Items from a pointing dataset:
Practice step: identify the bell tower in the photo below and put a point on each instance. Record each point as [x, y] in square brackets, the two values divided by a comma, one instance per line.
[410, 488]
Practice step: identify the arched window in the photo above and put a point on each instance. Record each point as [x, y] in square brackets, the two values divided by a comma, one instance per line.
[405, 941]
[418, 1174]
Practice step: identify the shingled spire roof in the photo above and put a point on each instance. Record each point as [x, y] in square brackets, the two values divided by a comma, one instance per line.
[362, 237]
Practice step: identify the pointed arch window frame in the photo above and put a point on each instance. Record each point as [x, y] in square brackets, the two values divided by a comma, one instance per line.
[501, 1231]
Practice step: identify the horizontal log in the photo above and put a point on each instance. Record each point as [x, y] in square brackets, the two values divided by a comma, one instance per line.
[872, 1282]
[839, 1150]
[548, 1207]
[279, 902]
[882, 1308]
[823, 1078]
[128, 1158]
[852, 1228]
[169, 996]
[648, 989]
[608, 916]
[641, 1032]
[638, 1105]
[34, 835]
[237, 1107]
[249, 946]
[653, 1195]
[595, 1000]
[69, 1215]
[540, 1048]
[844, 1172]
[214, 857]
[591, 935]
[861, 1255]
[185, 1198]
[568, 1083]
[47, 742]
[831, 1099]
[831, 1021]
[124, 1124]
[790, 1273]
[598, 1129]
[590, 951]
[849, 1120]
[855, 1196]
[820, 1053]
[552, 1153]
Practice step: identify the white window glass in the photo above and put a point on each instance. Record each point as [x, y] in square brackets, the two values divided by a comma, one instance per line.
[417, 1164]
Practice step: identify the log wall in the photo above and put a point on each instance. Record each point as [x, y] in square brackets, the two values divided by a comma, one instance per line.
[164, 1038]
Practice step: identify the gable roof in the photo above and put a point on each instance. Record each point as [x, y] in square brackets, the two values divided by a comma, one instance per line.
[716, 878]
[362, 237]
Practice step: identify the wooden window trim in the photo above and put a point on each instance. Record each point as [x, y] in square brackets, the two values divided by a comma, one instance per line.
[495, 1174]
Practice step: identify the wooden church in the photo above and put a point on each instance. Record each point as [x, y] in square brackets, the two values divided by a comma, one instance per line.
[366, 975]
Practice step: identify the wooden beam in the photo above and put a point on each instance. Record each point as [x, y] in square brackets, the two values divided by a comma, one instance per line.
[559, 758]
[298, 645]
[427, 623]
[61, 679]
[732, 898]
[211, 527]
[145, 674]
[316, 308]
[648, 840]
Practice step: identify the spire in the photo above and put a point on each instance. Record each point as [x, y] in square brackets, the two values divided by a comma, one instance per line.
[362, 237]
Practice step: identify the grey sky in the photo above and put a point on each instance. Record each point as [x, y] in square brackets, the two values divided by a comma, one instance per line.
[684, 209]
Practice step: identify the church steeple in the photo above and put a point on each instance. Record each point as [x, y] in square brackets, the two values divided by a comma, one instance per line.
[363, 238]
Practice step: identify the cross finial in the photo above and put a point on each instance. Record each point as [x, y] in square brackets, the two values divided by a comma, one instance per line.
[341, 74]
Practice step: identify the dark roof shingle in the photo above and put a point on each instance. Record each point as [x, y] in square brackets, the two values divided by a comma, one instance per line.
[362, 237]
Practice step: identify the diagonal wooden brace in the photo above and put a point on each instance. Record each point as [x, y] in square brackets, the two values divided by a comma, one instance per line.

▸ Aim
Copy every item above line by line, reproducing each one word for word.

▸ Finished answer
Practice step: identify the bell tower in the photo below and put a point on each instance. Record each point as [x, y] in square brackets, the two values divided by a comma, one instance per line.
[410, 488]
Practice step: identify the arched window in the photo above and put a point on each instance. Record each point as [x, y] in square brackets, the two values divided by a comma, one instance per line.
[405, 941]
[418, 1174]
Practice step: identify the shingled spire roof in the photo above and put a point on each instance. Record each point as [x, y] in square brackets, the two values divided by a comma, one instance per line.
[362, 237]
Practice step: identify the pointed arch window frame in the photo above and put a point on each instance. Record each point as [x, y] in square brackets, the two values divided by a comma, one instance per line.
[501, 1231]
Practice step: identify the horizontal log in the photo above and put a point on each instance. Record each point as [x, y] in square brackets, the two values divided by a comma, one instance per line.
[872, 1282]
[839, 1150]
[548, 1207]
[279, 902]
[882, 1308]
[823, 1078]
[128, 1158]
[852, 1228]
[169, 996]
[648, 989]
[608, 916]
[641, 1032]
[638, 1105]
[34, 835]
[237, 1107]
[249, 946]
[653, 1195]
[595, 1000]
[69, 1215]
[540, 1048]
[844, 1172]
[214, 857]
[591, 935]
[861, 1255]
[185, 1198]
[568, 1083]
[47, 742]
[831, 1099]
[831, 1021]
[124, 1124]
[790, 1273]
[598, 1129]
[590, 951]
[849, 1120]
[855, 1196]
[820, 1053]
[552, 1153]
Practice step: identify the white window glass in the photo above and put a point on each instance. Record each point as [x, y] in square brackets, the two values divided by a comma, one instance per line.
[417, 1164]
Practice step: identify the log wall in the photo above and put a point on each instance. Record each point as [x, y] in square brackets, the two values divided by a comma, one instance per line.
[164, 1038]
Practice step: identify the gable roof in the photo above and put a point on each instance. Record each point as [x, y] in square brackets, the two values divided by a comma, one instance per line.
[716, 878]
[362, 237]
Practice step: identify the wooden window trim in the photo above and put a point on each instance. Record each point as [x, y] in square brackets, the two values divided by a comma, one instance per line.
[495, 1174]
Practice step: identify the wooden church in the photo above and put a point on each instance. Record each point as [x, y] in square brackets, the two values divided by a comma, one instance per line.
[366, 975]
Practice step: identify the wooden beam in the photo above and put a point on each instance. Record each point as [x, y] in square brackets, the two values divided by a comma, one instance per line.
[559, 758]
[298, 645]
[427, 623]
[61, 679]
[732, 898]
[211, 527]
[145, 674]
[316, 308]
[648, 840]
Practice step: identify the spire in the photo above and put a point on each instance. Record each point as [x, y] in square brackets, the two values divided by a comma, one instance per line.
[362, 237]
Practice step: identify the grey sky in the photo above and put a point on each instance. Record each point as [x, y] in square brackets, the two values divided by a comma, one instance per line.
[684, 209]
Practice step: identify the church steeple in the photo above and put a point on each instance. Record each point as [x, y] in square brackets, the two values divided by a comma, one instance per line.
[363, 238]
Practice step: identify the cross finial in the photo above and put a point on each instance. Record each point as [x, y] in square brackets, the two values divided by a comma, one instance per line.
[341, 74]
Practice step: identify the dark roof shingle in the photo above and put a point on each instance. Record each point as [x, y] in square brackets, the two values divided by a comma, one instance per line.
[362, 237]
Practice step: identify the diagonal wooden brace in the photo above and put a point on each instance. Record each point as [x, y] in square brackets, the two values divided by a comma, one instance per line.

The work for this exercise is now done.